Data to examine:
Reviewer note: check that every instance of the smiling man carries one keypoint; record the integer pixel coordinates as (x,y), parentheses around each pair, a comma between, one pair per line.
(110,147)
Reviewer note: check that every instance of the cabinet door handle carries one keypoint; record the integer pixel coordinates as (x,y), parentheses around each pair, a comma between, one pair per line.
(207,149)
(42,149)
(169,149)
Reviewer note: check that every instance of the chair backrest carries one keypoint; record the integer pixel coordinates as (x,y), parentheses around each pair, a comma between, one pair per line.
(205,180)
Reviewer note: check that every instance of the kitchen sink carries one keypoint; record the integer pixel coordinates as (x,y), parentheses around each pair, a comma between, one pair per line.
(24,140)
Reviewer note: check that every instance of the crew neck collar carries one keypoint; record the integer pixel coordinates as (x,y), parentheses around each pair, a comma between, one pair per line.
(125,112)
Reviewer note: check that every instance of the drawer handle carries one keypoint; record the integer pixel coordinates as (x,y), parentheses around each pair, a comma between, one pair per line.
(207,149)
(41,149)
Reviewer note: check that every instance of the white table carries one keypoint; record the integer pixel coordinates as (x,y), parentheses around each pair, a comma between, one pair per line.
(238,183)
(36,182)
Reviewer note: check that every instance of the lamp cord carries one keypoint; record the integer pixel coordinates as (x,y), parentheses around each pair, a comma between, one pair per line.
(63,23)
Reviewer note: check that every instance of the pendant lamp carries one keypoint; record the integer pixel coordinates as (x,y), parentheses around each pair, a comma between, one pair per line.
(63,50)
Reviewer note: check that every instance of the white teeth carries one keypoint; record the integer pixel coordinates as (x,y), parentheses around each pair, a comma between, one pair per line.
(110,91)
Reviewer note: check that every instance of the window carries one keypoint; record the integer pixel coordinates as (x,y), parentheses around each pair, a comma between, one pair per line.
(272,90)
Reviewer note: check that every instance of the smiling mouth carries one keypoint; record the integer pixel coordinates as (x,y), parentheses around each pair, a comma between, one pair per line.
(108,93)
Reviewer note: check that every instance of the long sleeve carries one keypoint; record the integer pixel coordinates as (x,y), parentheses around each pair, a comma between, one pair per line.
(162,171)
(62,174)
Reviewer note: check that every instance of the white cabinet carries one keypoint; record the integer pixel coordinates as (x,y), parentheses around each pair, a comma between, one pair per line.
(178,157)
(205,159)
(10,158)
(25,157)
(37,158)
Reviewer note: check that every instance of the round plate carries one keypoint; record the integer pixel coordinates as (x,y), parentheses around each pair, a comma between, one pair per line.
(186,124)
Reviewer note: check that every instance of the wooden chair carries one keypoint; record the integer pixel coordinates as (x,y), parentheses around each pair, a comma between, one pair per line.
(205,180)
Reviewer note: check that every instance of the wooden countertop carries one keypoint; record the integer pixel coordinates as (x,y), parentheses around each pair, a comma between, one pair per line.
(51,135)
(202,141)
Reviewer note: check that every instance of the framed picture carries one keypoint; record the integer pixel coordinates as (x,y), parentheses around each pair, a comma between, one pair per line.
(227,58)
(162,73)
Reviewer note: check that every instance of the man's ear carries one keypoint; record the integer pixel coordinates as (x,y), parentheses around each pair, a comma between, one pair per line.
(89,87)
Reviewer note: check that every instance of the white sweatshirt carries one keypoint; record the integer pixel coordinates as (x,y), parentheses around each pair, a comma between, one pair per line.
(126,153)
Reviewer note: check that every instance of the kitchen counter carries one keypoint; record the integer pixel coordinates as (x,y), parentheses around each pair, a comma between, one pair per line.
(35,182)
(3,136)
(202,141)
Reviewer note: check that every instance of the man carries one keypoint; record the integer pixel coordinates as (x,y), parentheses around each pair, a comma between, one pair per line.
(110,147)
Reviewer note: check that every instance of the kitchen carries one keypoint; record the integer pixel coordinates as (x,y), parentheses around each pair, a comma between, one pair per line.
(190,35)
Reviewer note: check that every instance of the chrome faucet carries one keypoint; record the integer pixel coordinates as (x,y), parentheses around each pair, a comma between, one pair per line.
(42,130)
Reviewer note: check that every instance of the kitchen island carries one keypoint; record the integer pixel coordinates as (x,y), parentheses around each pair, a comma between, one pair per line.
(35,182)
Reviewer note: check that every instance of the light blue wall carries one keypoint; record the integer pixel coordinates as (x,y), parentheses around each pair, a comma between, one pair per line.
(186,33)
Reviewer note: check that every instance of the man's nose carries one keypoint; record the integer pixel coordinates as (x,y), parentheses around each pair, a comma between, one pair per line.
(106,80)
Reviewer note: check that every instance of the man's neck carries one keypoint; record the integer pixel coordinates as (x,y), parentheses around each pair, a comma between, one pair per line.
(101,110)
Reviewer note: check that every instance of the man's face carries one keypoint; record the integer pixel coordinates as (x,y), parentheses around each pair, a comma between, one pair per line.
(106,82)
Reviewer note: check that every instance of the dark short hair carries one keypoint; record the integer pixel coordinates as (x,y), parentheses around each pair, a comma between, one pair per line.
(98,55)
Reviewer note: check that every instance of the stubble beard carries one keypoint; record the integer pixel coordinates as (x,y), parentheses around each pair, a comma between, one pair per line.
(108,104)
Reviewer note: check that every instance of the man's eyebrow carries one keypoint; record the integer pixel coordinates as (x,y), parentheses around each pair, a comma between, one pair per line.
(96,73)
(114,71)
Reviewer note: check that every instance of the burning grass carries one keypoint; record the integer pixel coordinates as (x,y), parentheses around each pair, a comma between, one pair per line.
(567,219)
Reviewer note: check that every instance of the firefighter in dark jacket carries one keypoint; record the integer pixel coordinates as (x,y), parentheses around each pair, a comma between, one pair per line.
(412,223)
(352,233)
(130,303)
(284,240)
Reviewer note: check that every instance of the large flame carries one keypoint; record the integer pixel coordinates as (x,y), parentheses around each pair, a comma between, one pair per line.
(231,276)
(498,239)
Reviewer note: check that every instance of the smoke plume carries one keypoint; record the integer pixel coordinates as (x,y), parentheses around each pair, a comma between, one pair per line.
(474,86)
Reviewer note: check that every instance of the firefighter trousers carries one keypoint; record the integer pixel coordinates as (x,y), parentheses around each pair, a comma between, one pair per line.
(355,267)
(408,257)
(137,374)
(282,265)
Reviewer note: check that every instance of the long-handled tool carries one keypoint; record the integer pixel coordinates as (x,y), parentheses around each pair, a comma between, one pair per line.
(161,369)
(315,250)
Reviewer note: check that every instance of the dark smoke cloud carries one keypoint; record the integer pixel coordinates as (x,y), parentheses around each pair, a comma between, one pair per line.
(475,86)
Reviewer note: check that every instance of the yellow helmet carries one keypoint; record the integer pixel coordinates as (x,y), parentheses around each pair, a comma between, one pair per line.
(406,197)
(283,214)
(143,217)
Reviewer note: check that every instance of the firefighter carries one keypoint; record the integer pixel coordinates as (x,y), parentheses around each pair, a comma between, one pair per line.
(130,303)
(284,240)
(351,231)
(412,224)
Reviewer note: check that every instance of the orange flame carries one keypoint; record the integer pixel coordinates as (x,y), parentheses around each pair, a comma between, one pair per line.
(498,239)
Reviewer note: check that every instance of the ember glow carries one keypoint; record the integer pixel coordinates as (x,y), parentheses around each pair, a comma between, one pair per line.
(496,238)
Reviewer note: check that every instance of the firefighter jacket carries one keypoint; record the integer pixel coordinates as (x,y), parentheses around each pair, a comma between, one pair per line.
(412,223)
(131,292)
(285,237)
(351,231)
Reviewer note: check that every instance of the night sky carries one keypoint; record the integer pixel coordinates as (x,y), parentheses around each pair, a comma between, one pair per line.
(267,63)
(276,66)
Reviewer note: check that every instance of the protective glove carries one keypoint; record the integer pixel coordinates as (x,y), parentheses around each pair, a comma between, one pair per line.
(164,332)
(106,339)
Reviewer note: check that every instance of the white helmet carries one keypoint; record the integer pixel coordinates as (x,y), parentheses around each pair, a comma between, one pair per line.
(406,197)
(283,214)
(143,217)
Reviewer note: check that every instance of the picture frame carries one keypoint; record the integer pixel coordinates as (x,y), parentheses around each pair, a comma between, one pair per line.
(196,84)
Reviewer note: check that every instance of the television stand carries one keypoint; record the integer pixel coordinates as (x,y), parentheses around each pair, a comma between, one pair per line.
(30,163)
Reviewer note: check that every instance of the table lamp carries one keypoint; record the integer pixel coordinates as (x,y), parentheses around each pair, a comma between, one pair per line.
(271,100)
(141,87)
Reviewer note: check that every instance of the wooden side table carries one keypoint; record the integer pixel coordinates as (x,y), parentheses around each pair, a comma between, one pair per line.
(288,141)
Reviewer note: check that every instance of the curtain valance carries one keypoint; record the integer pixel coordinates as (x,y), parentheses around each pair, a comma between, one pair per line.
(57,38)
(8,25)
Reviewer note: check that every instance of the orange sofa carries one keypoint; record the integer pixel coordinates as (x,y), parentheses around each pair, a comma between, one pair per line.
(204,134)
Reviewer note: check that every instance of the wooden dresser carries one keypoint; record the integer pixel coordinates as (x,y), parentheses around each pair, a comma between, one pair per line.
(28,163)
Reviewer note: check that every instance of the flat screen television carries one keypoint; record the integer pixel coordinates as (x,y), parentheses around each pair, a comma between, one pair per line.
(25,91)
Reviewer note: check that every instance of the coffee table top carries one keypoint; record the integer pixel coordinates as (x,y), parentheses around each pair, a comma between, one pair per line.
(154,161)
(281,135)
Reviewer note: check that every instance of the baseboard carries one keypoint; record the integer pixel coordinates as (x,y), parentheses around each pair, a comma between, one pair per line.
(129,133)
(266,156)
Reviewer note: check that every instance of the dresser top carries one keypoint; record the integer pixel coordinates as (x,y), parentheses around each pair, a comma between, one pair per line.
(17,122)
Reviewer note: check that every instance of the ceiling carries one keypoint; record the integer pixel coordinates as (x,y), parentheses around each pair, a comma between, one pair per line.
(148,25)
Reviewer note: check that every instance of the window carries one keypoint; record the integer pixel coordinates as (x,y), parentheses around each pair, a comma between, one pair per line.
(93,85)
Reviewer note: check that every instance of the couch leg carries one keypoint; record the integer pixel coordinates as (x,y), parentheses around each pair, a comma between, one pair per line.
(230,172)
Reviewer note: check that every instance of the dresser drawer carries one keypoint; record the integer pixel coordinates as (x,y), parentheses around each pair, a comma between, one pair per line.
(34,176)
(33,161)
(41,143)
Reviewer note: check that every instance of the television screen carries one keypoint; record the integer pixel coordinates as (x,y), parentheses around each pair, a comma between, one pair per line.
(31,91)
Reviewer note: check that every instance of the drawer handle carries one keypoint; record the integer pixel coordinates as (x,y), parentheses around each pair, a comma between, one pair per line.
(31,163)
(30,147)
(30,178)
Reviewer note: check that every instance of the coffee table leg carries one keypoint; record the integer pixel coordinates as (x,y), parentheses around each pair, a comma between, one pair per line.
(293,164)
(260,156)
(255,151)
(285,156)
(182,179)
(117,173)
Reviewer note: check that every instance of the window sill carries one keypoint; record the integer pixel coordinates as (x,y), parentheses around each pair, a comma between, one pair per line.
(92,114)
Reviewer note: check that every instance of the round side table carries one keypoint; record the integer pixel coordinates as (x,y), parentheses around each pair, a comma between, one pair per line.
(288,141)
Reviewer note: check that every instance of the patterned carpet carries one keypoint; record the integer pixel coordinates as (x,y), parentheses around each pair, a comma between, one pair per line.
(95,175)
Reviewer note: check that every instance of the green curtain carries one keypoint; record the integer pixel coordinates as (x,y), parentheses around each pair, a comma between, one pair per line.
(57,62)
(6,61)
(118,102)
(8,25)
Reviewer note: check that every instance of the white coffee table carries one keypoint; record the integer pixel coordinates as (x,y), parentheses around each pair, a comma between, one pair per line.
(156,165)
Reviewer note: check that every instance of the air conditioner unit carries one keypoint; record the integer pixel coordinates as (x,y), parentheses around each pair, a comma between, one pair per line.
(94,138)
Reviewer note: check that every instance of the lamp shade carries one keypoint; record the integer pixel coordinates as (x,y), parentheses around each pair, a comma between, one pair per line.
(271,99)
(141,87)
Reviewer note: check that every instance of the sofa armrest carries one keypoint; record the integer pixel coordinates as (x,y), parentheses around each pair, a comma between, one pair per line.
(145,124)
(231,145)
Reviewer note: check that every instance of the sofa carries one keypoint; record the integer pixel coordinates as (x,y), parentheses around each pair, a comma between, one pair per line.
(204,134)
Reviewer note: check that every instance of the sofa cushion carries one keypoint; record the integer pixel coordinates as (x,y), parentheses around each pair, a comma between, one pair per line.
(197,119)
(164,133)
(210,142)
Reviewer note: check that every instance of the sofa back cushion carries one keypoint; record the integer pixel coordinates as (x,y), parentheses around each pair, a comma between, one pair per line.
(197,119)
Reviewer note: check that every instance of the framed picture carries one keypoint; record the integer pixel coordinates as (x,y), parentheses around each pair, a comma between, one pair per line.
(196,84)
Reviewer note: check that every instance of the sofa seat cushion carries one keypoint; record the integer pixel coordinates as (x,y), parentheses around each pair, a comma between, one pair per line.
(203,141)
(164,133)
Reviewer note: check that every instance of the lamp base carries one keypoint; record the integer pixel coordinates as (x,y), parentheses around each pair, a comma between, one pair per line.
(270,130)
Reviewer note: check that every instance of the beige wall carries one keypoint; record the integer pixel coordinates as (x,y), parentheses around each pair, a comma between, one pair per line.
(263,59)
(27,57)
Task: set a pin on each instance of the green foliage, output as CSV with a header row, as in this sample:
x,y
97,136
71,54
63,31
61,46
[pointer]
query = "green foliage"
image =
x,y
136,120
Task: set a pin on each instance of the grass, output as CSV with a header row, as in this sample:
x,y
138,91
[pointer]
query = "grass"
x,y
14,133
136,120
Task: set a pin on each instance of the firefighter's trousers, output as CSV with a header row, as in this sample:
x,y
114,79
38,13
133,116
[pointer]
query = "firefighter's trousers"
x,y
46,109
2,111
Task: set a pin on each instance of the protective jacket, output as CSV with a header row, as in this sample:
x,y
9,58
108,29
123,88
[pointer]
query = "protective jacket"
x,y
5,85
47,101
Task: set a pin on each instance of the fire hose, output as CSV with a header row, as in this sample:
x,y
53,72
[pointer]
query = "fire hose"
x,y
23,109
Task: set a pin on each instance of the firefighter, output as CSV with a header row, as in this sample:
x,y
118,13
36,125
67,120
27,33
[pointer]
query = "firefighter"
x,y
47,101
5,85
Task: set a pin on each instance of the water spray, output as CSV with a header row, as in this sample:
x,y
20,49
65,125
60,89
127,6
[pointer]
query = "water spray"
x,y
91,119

Problem requirements:
Search the data for "header". Copy every matching line.

Output for this exercise:
Task: set a pin on each instance of the green foliage, output as CSV with a header row, as in this sample:
Task: set a pin on each instance of the grass, output as CSV with a header row, as in this sample:
Task: set a pin on each instance of the firefighter's trousers, output as CSV with a header row, as in this sample:
Task: set a pin on each instance of the protective jacket, output as CSV with a header row, as in this sample:
Task: set a pin on each instance of the fire hose, output as CSV with a header row, as in this sample:
Task: set a pin on each instance of the firefighter, output as CSV with a header row, as in this sample:
Task: set a pin on each instance of the water spray, output as CSV with a header row, as in this sample:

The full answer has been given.